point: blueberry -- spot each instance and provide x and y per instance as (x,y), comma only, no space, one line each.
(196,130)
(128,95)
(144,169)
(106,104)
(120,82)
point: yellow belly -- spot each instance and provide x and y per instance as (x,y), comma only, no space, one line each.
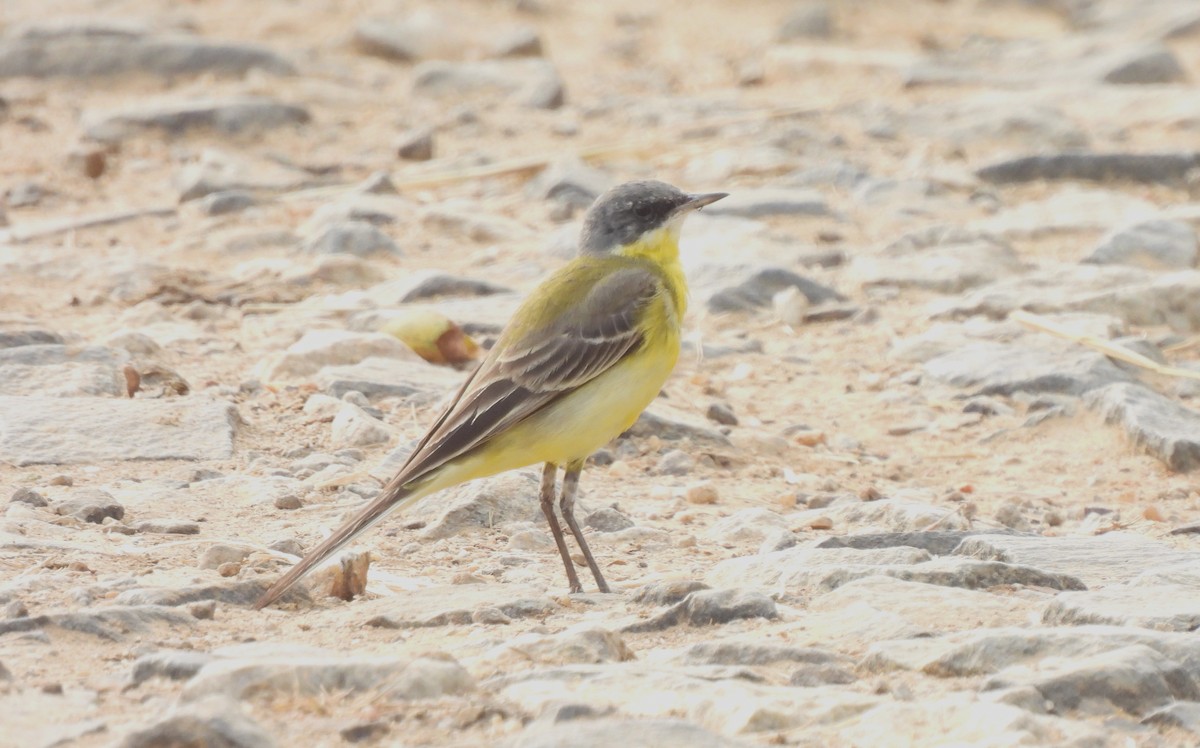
(576,425)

══════════════════════════════

» What is being asked
Rewrite every line of the entries above, requests included, offsetting each x and y coordinate in the answers by +28. Omit the pictures from your output.

» Expected answer
point: blueberry -- spot each instance and provide x and y per instance as (x,y), comma only, no space, one line each.
(224,158)
(156,123)
(172,197)
(134,132)
(148,110)
point: yellow belly -- spot each instance and provide x and y per instance as (x,y), comma only, no space, one line each.
(604,453)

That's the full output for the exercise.